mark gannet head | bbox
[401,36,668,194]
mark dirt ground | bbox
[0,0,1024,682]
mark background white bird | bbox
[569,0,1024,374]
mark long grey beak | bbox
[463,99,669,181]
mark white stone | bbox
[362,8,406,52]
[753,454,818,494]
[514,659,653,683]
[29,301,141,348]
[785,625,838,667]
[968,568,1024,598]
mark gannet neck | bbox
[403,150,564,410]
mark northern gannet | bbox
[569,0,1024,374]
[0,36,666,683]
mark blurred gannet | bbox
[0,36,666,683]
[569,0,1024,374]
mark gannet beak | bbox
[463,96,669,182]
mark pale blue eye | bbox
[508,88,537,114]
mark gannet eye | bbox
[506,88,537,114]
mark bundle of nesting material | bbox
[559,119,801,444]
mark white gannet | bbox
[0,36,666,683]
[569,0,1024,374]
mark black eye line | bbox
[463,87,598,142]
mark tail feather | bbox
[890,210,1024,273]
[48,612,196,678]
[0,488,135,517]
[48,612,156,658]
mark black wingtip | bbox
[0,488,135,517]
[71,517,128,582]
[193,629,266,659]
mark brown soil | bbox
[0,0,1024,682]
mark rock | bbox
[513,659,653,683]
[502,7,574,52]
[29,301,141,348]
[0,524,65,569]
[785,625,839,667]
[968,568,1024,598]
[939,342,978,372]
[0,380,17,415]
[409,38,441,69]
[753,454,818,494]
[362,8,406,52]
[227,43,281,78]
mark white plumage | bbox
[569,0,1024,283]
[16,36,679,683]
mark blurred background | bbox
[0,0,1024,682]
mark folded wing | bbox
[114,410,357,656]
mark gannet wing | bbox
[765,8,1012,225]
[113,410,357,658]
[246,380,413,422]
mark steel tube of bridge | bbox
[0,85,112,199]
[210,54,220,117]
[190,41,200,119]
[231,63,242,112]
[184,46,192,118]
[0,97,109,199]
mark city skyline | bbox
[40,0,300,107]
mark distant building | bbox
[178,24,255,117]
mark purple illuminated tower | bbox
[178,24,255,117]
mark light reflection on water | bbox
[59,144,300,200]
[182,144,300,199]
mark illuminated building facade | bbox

# Stated goal
Copy all of the rows above word for word, without changing anything.

# Task answer
mark gannet head | bbox
[401,36,668,194]
mark dirt ground | bbox
[0,0,1024,682]
mark background white bird | bbox
[569,0,1024,374]
mark long grey beak | bbox
[463,99,669,181]
mark white stone | bbox
[362,8,406,52]
[753,454,818,494]
[514,659,653,683]
[29,301,141,348]
[785,625,838,667]
[968,568,1024,598]
mark gannet neck | bbox
[403,150,564,410]
mark northern gannet | bbox
[569,0,1024,374]
[0,36,666,683]
mark blurred gannet | bbox
[0,36,666,683]
[569,0,1024,374]
mark gannet beak | bbox
[463,96,669,182]
mark pale blue eye | bbox
[508,88,537,114]
mark gannet eye | bbox
[506,88,537,114]
mark bundle of nesting material | bbox
[559,119,801,444]
mark white gannet | bbox
[0,36,666,683]
[569,0,1024,374]
mark black eye line | bbox
[463,87,598,142]
mark tail feather | bbox
[890,210,1024,273]
[48,612,196,678]
[0,488,135,517]
[48,612,156,658]
mark black wingtip | bbox
[0,488,135,517]
[71,517,128,582]
[193,629,266,659]
mark brown soil | bbox
[0,0,1024,682]
mark rock | bbox
[513,659,653,683]
[502,7,574,52]
[29,301,141,348]
[0,524,65,569]
[785,625,839,667]
[968,568,1024,598]
[939,342,978,372]
[0,380,17,415]
[409,38,441,69]
[753,454,818,494]
[362,8,406,52]
[227,43,281,78]
mark white plumage | bbox
[569,0,1024,283]
[16,36,679,683]
mark blurred background | bbox
[0,0,1024,682]
mark folded wing | bbox
[114,410,357,656]
mark gannet wing | bbox
[765,8,1012,225]
[113,410,357,658]
[246,380,413,422]
mark steel tube of bridge | bbox
[0,85,112,199]
[210,54,220,117]
[190,41,200,119]
[231,63,242,112]
[184,46,192,118]
[0,97,109,199]
mark city skyline | bbox
[40,0,300,107]
mark distant building | bbox
[178,24,255,117]
mark purple illuminated tower | bbox
[178,24,255,117]
mark light reflection on water | bbox
[59,144,300,200]
[182,144,300,199]
mark illuminated building facade | bbox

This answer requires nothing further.